GESTELLTE AUFGABE A.
Zieh bitte jede Zeile der Einträge heraus, die die Zeichenfolge „house“ enthält. Groß- und Kleinschreibung ist dabei zu beachten.

Zurück zur Blue Marlin 3: Soviel ich weiß, ist die den ganzen Tag drausen. Aber das kannst Du auch auf der Internetseite von denen nachlesen 

http://www.bluemarlin3.com/

Wünsche Dir einen schönen Urlaub und dicke Fische!!


----------



## Volker2809 (26. Juli 2006)

*AW: ***Hochseeangeln auf Gran canaria****

@darksnake: Damit ist das gleiche gemeint!


----------



## eöbzander (26. Juli 2006)

*AW: ***Hochseeangeln auf Gran canaria****

fahr nach puerto rico, da gibt es ne menge angebote zum angeln!!!


----------



## Hechtfieber (27. Juli 2006)

*AW: ***Hochseeangeln auf Gran canaria****

moin volker!

vielen dank für den tip. hab mich auf der seite umgesehen und meine allerdings immer noch, dass die tour nur nen halben tag dauert. entweder von 9-15 uhr oder von 15-20 uhr!?|kopfkrat  naja, reicht ja auch...will die nerven meiner besseren hälfte nicht zu arg strapazieren!:q  ich hoffe, dass es kein problem sein wird, dort vor ort am hafen zu buchen...

ich bleibe weiter gespannt!:m


----------



## Dxlfxn (27. Juli 2006)

*AW: ***Hochseeangeln auf Gran canaria****

Hi,
ich glaube, was du da meinst sind die Paella und Langleinen Touren, wo dann irgendwann mal etwas mit ner Rute gewunken werden darf.
Hat nach meiner Meinung nichts mit angeln zutun - wenns das ist, was ich befürchte.

VORLIEGENDE EINTRÄGE.
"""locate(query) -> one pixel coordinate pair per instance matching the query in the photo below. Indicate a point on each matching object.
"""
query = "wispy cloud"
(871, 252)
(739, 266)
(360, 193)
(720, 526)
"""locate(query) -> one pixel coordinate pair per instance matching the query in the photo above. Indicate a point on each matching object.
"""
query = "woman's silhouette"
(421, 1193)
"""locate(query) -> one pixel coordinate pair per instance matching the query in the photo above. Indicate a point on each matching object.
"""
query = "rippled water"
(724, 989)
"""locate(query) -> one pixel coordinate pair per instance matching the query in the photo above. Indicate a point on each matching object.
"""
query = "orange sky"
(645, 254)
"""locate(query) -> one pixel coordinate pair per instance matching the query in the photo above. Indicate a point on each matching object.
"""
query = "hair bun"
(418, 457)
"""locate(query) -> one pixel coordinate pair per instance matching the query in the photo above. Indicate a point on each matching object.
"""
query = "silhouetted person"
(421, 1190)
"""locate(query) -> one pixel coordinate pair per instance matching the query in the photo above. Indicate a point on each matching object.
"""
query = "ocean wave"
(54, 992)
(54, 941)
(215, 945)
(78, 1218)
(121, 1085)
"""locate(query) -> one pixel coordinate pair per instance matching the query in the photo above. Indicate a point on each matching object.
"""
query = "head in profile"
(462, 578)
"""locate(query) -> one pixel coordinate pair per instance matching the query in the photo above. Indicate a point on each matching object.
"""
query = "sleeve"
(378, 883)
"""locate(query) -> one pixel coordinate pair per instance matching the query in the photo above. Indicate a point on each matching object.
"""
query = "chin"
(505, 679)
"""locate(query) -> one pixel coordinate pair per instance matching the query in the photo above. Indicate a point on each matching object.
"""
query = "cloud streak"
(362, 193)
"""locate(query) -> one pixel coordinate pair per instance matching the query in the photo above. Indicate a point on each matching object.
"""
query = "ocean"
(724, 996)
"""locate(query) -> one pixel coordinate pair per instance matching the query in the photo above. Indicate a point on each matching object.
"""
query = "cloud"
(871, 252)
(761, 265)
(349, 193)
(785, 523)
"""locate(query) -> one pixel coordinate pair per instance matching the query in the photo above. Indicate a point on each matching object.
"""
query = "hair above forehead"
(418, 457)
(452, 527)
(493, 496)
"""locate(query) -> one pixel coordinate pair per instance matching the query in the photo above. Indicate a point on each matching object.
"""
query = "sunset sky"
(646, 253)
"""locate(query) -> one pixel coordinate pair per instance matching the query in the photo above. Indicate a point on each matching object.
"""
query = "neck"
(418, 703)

...

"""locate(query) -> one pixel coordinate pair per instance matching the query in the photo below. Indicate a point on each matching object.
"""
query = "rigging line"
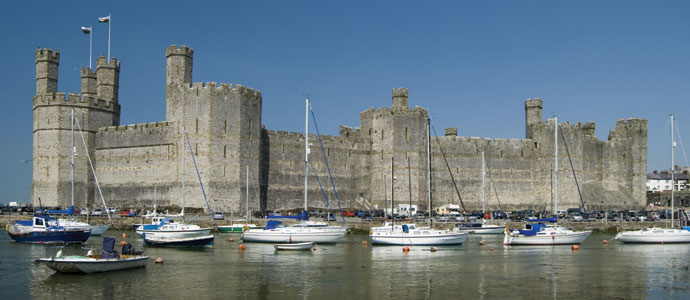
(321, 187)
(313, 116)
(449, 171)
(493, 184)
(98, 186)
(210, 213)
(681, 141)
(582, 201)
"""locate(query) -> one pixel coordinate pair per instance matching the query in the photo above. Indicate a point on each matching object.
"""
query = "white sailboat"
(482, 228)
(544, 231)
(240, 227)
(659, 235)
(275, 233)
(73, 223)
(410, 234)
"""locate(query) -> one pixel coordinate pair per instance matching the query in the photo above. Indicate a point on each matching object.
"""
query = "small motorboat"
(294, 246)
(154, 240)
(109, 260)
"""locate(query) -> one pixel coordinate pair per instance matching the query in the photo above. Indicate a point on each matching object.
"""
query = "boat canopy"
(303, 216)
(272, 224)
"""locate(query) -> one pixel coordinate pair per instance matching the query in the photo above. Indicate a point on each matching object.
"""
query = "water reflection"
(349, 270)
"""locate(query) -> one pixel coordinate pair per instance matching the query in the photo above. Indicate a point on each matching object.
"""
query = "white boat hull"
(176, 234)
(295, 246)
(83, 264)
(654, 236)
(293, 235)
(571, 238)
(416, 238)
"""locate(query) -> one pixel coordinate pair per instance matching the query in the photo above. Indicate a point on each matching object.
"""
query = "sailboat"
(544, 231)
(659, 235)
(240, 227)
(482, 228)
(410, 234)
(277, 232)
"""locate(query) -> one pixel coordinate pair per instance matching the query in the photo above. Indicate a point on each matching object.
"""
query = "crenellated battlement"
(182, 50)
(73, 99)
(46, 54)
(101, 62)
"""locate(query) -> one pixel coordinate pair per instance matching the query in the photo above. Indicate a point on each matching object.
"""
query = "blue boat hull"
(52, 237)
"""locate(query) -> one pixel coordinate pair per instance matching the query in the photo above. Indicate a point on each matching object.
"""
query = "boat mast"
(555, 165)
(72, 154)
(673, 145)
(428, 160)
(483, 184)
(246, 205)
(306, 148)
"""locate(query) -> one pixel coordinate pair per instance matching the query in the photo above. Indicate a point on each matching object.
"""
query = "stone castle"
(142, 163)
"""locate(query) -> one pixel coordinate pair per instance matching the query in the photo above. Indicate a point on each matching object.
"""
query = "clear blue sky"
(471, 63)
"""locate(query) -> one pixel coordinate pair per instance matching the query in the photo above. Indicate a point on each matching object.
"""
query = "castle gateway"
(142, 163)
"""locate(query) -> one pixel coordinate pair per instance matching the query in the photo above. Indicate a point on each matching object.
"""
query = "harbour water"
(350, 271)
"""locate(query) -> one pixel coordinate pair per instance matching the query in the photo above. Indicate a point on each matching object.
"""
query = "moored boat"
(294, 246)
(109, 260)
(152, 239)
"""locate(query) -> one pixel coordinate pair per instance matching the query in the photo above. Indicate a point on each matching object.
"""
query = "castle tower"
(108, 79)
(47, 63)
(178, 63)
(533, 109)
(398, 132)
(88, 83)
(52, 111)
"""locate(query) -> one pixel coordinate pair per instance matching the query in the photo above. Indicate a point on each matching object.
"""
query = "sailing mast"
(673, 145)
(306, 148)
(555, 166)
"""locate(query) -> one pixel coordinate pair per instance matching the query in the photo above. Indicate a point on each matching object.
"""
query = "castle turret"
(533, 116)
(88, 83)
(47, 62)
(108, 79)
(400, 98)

--

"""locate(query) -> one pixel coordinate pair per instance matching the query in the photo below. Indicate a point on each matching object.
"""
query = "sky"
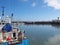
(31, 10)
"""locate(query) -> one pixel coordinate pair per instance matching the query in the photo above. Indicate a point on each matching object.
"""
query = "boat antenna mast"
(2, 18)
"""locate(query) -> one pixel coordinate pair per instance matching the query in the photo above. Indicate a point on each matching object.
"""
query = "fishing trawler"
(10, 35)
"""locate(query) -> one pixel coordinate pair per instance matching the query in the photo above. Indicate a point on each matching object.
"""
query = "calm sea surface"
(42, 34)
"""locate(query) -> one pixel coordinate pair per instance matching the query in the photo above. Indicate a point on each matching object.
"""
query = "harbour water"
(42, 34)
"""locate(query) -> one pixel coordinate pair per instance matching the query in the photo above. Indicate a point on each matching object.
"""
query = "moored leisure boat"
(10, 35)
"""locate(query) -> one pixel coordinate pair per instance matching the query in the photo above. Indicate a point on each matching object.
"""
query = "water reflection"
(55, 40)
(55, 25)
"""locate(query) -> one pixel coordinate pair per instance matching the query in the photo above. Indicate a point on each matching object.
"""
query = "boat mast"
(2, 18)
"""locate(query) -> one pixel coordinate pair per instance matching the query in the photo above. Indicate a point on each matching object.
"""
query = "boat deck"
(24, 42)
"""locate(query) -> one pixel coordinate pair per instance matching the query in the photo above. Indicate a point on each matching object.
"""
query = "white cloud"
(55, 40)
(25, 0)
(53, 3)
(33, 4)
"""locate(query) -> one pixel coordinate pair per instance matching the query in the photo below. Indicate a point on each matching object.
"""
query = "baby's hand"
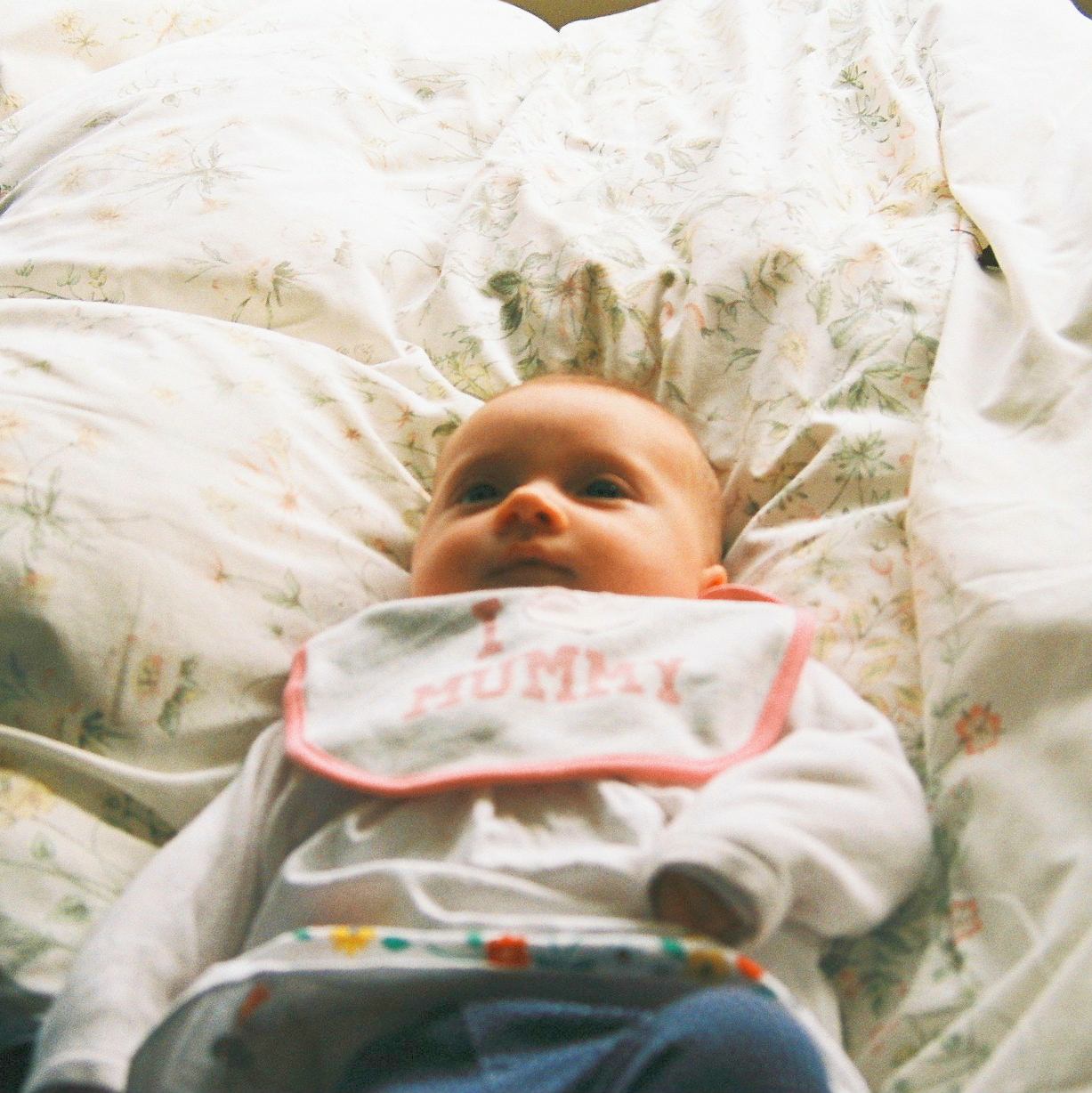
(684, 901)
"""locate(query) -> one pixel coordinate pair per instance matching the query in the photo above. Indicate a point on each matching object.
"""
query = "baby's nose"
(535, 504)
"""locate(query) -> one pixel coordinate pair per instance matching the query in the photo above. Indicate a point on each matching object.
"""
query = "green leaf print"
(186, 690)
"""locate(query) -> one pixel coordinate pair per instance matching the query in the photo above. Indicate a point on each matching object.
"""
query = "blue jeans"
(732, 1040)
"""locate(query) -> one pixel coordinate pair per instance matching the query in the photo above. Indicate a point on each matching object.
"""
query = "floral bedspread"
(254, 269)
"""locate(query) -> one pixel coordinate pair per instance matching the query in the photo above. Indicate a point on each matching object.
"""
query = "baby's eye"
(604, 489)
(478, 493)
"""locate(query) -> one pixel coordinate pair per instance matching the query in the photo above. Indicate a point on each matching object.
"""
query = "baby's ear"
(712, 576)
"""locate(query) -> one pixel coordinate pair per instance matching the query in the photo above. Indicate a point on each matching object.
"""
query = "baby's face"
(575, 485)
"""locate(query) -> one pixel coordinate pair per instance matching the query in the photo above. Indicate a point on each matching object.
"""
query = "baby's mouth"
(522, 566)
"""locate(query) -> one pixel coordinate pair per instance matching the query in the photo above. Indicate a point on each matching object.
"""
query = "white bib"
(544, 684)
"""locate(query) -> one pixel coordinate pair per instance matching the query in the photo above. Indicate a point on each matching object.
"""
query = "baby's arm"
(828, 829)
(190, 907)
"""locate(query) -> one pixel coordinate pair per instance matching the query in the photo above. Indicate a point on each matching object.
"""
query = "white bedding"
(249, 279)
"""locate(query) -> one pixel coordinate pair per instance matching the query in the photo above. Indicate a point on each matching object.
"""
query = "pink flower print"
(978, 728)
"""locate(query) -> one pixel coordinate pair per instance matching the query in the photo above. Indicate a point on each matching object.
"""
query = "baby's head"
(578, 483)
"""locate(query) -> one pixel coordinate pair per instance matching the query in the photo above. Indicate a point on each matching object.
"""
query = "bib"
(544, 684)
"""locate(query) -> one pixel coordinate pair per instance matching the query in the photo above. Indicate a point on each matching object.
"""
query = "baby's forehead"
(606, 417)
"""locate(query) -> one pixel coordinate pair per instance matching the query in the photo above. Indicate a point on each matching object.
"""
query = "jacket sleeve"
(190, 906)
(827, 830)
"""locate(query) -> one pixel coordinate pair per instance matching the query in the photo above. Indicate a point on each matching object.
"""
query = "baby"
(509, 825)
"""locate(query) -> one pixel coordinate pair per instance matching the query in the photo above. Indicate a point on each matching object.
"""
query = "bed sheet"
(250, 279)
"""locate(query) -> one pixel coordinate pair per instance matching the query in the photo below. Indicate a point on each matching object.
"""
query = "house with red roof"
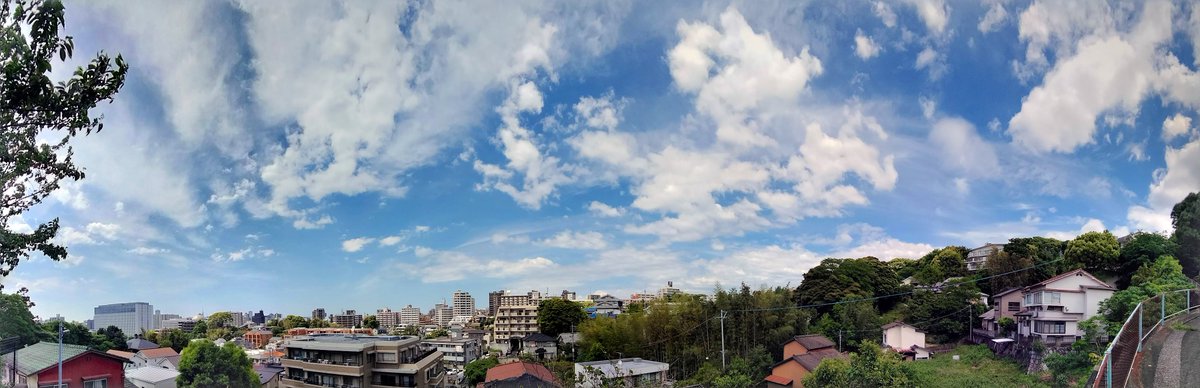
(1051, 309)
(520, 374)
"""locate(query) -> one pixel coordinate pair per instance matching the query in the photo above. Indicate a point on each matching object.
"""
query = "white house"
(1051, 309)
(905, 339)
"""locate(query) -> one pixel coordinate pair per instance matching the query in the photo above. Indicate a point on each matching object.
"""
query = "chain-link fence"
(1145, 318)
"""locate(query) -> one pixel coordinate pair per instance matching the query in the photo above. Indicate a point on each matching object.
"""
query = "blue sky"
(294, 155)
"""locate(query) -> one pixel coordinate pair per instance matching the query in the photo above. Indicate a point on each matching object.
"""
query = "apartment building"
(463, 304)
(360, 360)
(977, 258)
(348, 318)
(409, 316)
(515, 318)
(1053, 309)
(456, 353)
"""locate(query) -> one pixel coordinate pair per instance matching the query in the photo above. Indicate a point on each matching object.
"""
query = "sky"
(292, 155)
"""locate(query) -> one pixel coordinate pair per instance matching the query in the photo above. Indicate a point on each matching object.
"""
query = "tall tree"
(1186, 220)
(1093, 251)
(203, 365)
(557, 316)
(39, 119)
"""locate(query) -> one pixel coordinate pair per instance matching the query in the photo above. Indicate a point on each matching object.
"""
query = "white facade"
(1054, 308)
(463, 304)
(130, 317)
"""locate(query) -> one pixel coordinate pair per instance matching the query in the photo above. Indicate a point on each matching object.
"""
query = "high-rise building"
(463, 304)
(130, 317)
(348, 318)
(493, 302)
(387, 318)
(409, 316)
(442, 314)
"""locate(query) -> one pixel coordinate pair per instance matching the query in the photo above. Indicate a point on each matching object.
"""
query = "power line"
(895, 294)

GESTELLTE AUFGABE B.
Welche zwei Zeitfenster nennt Hechtfieber im Auszug über das Hochseeangeln auf Gran Canaria für die Tour?

RICHTIGE ANTWORT A.
query = "house with red roof"
query = "white house"

RICHTIGE ANTWORT B.
Von 9 bis 15 Uhr oder von 15 bis 20 Uhr.